◆ Reading text ◆
::::::::

What is with all of this stuff? Who are the fellows bouncing the ball on the television? Are any of them "LeBron James"? What type of noises should I be making at the other bar patrons, to convince them of my deep and abiding love of professional hoops? It is for the purpose of answering these and other questions that this rich informational text has been called forth into being, and also for the lesser reason that if I do not turn in a draft soon then it will be hard for me to claim that I was working on this blog pretty much all week. And that would be a real problem for your buddy right here!
Below you will find (once again, incredibly and indeed insanely thorough and informative) previews of each of the [counts on fingers] eight, I guess, first-round NBA playoff series beginning this weekend. They appear in the chronological order in which the series begin, hoo buddy, alarmingly soon, ah jeez. When you have read them all, you will never have any more questions about basketball or sports or life, ever.
Utah Jazz (5) at Dallas Mavericks (4)
When is the game?
The first game of this series is Saturday at 1:00 pm Eastern, on ESPN. That's the future.
What are the respective deals of these basketball, uh, firms?
The Mavericks continued their valiant but also somehow deathly boring ascent up the Western Conference this season, the fourth straight they've finished with a higher winning percentage (.634) than the year before (.583 in 2021). That's pretty cool, and in broad outline close to the ideal for a team that rebuilds around a young lottery pick: In each campaign of Luka Doncic's career, the results have improved. At least as far as the regular season is concerned, anyway. Each of the past two playoffs, the Los Angeles Clippers eliminated the Mavs in the first round; if you want to give them some minor credit for having lasted one more game in 2021 than in 2020, fine, but in any case that implies this is the year they ought to actually win a series.
As for the Jazz, their deal is uuuuuuuuuuuuuuugh. I'm so sick of them.
Who are their guys?

::::::::

◆ Questions to answer ◆
1/ Answer these questions from the NBA playoff preview.
(a) On what day, at what time and on which channel does the first game of the Utah Jazz–Dallas Mavericks series air?
(b) What winning percentage did the Mavericks finish with this season?
(c) Which team eliminated the Mavericks in the first round in each of the past two playoffs?
2/ Retype the NBA playoff preview word for word between "Below you will" and "is the game?", inclusive.

◆ Supplied records ◆
::::::::

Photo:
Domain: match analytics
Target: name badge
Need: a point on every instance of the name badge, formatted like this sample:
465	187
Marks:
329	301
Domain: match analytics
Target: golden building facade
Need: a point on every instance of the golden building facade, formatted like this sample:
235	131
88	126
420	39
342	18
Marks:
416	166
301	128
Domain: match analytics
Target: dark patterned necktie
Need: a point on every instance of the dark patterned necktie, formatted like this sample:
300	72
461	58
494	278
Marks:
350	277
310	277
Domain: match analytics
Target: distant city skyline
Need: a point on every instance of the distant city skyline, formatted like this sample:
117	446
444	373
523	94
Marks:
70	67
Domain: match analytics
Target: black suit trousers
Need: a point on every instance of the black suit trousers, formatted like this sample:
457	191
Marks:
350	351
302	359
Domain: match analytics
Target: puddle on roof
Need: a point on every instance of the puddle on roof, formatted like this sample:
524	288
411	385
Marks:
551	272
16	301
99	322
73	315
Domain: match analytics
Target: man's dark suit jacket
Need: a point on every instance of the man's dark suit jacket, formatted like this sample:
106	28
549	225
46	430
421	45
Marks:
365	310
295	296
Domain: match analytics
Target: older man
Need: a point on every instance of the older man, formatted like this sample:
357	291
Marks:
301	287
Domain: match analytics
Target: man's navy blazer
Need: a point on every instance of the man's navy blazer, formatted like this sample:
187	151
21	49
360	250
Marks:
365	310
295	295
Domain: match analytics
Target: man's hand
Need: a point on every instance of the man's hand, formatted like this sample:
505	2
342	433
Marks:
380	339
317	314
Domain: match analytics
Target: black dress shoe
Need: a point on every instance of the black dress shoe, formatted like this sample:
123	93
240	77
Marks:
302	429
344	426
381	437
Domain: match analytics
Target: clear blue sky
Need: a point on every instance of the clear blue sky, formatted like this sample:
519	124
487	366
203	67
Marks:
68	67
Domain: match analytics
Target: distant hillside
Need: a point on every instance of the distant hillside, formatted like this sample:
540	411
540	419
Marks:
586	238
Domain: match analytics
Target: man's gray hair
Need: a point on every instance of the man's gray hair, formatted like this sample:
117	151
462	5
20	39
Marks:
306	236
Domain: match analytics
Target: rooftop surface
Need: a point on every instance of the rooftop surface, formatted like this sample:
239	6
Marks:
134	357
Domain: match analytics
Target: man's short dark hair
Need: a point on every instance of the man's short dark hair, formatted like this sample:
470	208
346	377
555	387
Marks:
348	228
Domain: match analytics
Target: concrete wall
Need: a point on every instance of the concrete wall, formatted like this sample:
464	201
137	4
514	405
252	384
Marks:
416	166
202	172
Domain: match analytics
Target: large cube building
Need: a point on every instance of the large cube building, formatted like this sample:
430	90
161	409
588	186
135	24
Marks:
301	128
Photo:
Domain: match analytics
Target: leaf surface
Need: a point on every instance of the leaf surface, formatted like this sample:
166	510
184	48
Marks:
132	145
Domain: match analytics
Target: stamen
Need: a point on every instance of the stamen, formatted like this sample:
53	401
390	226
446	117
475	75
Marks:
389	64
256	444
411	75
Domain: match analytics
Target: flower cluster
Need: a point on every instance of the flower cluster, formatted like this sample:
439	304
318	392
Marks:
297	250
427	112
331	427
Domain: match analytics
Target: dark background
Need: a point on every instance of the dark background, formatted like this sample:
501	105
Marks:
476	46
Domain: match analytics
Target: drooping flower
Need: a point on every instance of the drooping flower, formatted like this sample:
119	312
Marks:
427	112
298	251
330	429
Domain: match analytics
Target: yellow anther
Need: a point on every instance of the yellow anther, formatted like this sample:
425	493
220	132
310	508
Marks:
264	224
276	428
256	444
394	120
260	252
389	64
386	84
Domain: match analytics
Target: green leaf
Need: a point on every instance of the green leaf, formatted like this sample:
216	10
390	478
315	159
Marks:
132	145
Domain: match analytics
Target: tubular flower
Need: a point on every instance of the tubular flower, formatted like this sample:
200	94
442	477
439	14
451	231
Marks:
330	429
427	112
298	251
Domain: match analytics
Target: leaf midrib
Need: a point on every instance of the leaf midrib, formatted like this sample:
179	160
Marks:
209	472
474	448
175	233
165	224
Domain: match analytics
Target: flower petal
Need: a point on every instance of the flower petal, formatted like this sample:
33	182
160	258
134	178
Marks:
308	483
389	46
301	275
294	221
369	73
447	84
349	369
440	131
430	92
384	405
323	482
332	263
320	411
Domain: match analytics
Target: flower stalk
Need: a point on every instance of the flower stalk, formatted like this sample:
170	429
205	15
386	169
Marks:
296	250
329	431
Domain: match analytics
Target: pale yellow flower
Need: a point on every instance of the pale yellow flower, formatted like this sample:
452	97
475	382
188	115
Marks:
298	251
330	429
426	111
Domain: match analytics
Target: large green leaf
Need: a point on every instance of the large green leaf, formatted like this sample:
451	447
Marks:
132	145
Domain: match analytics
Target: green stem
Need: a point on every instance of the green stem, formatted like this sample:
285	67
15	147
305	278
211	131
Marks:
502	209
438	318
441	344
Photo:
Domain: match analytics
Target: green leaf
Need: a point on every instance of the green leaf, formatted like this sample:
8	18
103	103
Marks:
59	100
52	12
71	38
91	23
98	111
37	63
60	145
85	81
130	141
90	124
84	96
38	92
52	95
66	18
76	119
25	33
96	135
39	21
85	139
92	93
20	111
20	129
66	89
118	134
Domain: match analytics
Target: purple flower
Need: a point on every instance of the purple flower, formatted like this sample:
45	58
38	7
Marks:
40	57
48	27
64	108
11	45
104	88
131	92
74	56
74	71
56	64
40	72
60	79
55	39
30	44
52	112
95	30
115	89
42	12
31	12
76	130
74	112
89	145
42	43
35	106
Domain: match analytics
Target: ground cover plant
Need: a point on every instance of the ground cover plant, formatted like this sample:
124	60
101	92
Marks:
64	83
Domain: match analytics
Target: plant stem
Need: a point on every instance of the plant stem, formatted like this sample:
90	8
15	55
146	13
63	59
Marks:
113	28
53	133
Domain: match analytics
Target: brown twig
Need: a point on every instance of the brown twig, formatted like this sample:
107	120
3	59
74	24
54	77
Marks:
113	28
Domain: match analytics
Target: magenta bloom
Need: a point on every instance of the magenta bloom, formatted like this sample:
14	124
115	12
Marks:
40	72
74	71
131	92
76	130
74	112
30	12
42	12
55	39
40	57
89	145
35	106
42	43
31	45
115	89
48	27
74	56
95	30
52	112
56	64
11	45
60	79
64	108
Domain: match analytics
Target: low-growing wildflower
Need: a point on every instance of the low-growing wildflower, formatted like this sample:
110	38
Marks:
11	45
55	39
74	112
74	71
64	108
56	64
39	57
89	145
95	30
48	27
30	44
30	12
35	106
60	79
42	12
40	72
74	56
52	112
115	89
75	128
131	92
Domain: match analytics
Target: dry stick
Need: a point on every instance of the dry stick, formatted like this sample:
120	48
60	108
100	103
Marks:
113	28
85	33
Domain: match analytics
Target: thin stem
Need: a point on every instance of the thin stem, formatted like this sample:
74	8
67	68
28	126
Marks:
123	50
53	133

::::::::

◆ Solutions per task ◆
1/
(a) Saturday at 1:00 pm Eastern, on ESPN
(b) .634
(c) The Los Angeles Clippers

2/
Below you will find (once again, incredibly and indeed insanely thorough and informative) previews of each of the [counts on fingers] eight, I guess, first-round NBA playoff series beginning this weekend. They appear in the chronological order in which the series begin, hoo buddy, alarmingly soon, ah jeez. When you have read them all, you will never have any more questions about basketball or sports or life, ever.
Utah Jazz (5) at Dallas Mavericks (4)
When is the game?